--- Start of INFORMATION GIVEN ---

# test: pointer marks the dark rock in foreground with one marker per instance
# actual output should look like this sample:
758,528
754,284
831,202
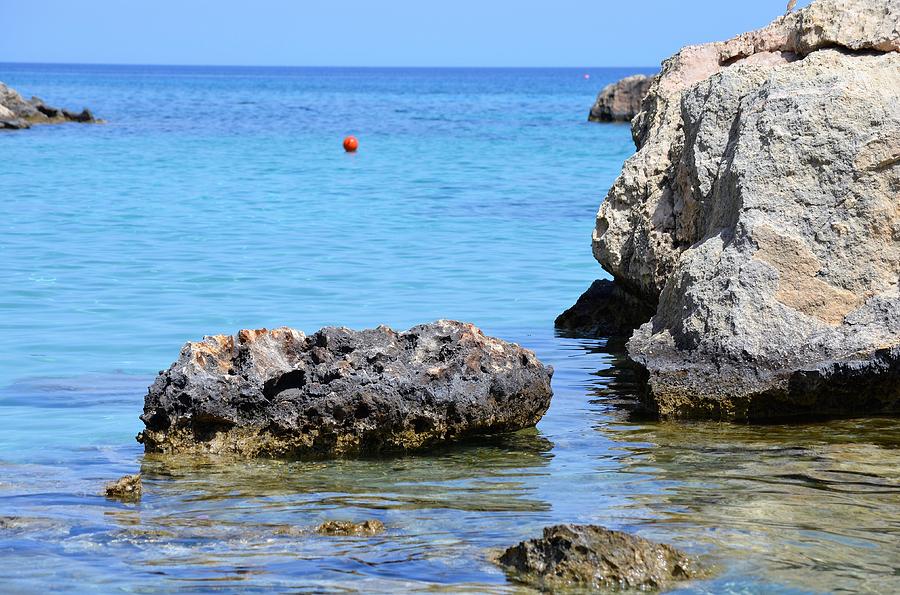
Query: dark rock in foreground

--- End of INFORMATION GIVEN ---

| CHALLENGE |
Reproduce the data above verbatim, line by line, but omit the picture.

| WRITTEN ANSWER |
# test: pointer marks the dark rock in foreground with one marker per instance
# actual output should look like this sample:
758,528
754,284
831,202
Query: dark rock in foreground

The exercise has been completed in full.